- [TEXT BLOCK]:
-- begin --

CLASS ACTION LAWSUITS HOPES TO HOLD GITHUB RESPONSIBLE FOR HOSTING DATA FROM CAPITAL ONE BREACH | WHAT REALLY HAPPENED

CLASS ACTION LAWSUITS HOPES TO HOLD GITHUB RESPONSIBLE FOR HOSTING DATA FROM CAPITAL ONE BREACH

SOURCE: TIM CUSHING @ TECH DIRT
As soon as the Capital One breach was announced, you knew the lawsuits would follow. Handling the sensitive info of millions of people carelessly is guaranteed to net the handler a class-action lawsuit or two, but this one -- filed by law firm Tycko & Zavareeri -- adds a new twist.

The 28-page lawsuit filed Thursday in the U.S. District Court for the Northern District of California asserted that GitHub "actively encourages (at least) friendly hacking."

-- end --

- [DATA PROVIDED]:
-- begin --

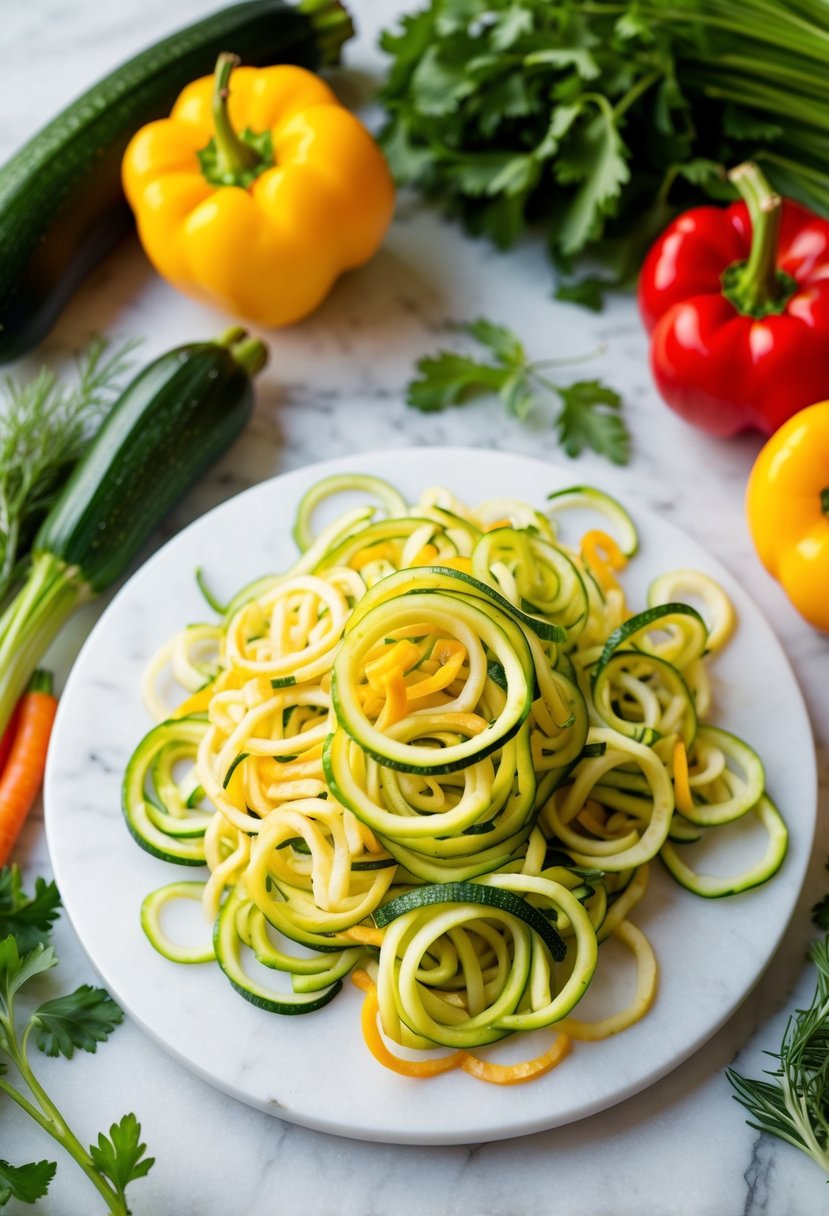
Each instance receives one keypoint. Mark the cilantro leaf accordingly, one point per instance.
(83, 1019)
(597, 158)
(590, 418)
(24, 1182)
(17, 969)
(517, 394)
(590, 410)
(449, 378)
(120, 1157)
(27, 918)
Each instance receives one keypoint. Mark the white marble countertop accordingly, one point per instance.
(334, 386)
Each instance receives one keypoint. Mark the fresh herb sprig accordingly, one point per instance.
(592, 122)
(45, 426)
(58, 1026)
(794, 1103)
(588, 416)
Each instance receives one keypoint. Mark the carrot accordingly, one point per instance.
(22, 775)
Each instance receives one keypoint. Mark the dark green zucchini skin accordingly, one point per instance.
(167, 428)
(61, 201)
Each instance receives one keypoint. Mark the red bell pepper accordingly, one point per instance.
(737, 303)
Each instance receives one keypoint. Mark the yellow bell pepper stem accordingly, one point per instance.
(233, 157)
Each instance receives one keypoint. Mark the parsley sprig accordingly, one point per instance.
(58, 1026)
(588, 416)
(794, 1103)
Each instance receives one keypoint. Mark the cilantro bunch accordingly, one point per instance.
(58, 1025)
(595, 119)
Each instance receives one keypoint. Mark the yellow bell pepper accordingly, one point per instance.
(257, 195)
(788, 511)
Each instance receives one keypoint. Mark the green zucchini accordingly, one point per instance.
(169, 424)
(61, 201)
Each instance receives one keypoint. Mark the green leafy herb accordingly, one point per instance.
(794, 1104)
(45, 427)
(598, 120)
(120, 1158)
(58, 1025)
(24, 1182)
(590, 410)
(28, 918)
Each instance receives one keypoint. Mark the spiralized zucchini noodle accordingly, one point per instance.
(440, 754)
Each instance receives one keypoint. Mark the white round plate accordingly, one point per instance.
(315, 1069)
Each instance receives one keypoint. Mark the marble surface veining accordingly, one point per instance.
(334, 386)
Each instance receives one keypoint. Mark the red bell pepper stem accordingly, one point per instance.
(757, 287)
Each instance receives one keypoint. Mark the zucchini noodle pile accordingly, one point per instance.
(439, 753)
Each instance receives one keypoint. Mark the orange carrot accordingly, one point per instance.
(22, 775)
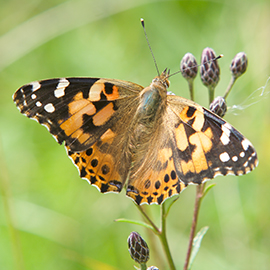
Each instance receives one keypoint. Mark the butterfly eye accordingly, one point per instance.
(166, 83)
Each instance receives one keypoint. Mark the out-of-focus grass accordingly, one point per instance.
(62, 222)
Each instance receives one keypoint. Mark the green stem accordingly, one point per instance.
(199, 196)
(154, 227)
(143, 266)
(191, 89)
(229, 88)
(163, 238)
(211, 94)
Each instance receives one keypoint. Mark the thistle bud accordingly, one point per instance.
(138, 248)
(218, 106)
(189, 66)
(239, 64)
(189, 70)
(209, 68)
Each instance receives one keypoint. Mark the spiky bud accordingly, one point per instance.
(138, 248)
(209, 68)
(189, 66)
(218, 106)
(239, 64)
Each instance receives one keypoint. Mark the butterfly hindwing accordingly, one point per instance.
(118, 133)
(206, 145)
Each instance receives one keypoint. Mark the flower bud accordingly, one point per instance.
(138, 248)
(209, 68)
(189, 66)
(239, 64)
(218, 106)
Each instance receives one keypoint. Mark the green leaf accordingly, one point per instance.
(134, 222)
(196, 244)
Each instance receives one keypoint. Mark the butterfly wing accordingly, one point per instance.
(76, 110)
(91, 116)
(205, 145)
(189, 145)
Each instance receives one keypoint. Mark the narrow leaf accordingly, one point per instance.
(196, 244)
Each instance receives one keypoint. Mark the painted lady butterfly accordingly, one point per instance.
(121, 134)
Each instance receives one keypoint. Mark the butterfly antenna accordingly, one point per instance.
(146, 37)
(216, 58)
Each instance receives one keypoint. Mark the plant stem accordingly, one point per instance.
(191, 89)
(199, 195)
(154, 227)
(233, 79)
(163, 238)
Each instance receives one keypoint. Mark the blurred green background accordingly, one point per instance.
(49, 217)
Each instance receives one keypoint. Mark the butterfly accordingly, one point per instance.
(120, 134)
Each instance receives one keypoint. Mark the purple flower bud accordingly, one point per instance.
(218, 106)
(189, 66)
(239, 64)
(138, 248)
(209, 68)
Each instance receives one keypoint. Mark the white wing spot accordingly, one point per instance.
(60, 89)
(38, 104)
(245, 143)
(49, 108)
(225, 137)
(245, 164)
(35, 86)
(242, 154)
(59, 92)
(224, 157)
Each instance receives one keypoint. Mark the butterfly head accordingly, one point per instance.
(162, 79)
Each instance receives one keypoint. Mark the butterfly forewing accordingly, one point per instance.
(118, 133)
(75, 110)
(206, 145)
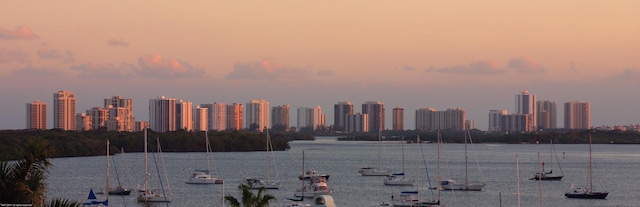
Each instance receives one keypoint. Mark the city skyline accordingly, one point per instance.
(411, 54)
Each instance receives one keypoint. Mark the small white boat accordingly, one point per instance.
(398, 179)
(312, 173)
(203, 177)
(257, 183)
(411, 199)
(317, 186)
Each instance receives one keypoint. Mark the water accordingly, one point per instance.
(615, 170)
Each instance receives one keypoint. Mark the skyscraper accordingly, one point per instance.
(546, 114)
(430, 119)
(340, 112)
(310, 117)
(200, 118)
(162, 114)
(398, 119)
(495, 120)
(37, 115)
(184, 115)
(234, 116)
(127, 116)
(64, 110)
(280, 116)
(257, 115)
(375, 110)
(525, 104)
(577, 115)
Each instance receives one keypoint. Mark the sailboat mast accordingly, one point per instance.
(590, 173)
(108, 166)
(466, 159)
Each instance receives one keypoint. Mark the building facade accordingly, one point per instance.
(340, 112)
(398, 119)
(357, 123)
(280, 116)
(37, 115)
(525, 104)
(162, 114)
(430, 119)
(577, 115)
(495, 120)
(546, 114)
(375, 111)
(234, 116)
(127, 116)
(64, 110)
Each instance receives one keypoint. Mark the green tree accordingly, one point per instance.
(248, 199)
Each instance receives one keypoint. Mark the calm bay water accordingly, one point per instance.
(616, 169)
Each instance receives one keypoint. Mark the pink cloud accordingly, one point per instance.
(265, 69)
(15, 55)
(39, 72)
(45, 53)
(157, 66)
(474, 68)
(117, 42)
(525, 65)
(20, 32)
(92, 70)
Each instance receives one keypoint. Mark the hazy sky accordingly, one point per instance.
(412, 54)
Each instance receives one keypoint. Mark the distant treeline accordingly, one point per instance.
(558, 137)
(90, 143)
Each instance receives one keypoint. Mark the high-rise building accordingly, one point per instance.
(99, 117)
(517, 123)
(340, 112)
(577, 115)
(184, 115)
(430, 119)
(375, 109)
(200, 118)
(83, 122)
(525, 104)
(127, 116)
(280, 116)
(117, 118)
(257, 115)
(217, 116)
(37, 115)
(234, 116)
(495, 120)
(64, 110)
(311, 117)
(162, 114)
(546, 114)
(357, 122)
(398, 119)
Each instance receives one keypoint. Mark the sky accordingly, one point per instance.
(412, 54)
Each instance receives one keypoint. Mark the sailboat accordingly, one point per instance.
(120, 189)
(549, 175)
(146, 194)
(587, 193)
(372, 171)
(451, 184)
(412, 198)
(317, 186)
(203, 176)
(399, 178)
(267, 183)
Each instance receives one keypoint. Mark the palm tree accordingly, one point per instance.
(249, 199)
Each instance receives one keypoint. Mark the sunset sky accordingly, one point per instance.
(476, 55)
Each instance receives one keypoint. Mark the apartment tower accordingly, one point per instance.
(64, 110)
(340, 112)
(37, 115)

-- end --

- [STATED GOAL 1]: In the article on the GitHub lawsuit, which law firm filed the class-action suit?
- [STATED GOAL 2]: Write a continuation of the article on the GitHub lawsuit, picking up after its last sentence.
The listing is separate material, unrelated to the article on the GitHub lawsuit.

- [TASK ANSWER 1]: Tycko & Zavareeri

- [TASK ANSWER 2]:
It notes that the hacked Capital One information was posted online for months and alleges that the company violated state law to remove the information. "GitHub had an obligation, under California law, to keep off (or to remove from) its site Social Security numbers and other Personal Information," the suit says

Weird legal theory, but one that could possibly to be stretched to target some of the $7.5 billion Microsoft paid to acquire GitHub. But it takes a lot of novel legal arguments to hold a third party responsible for content posted by a user, even if the content contained a ton of sensitive personal info.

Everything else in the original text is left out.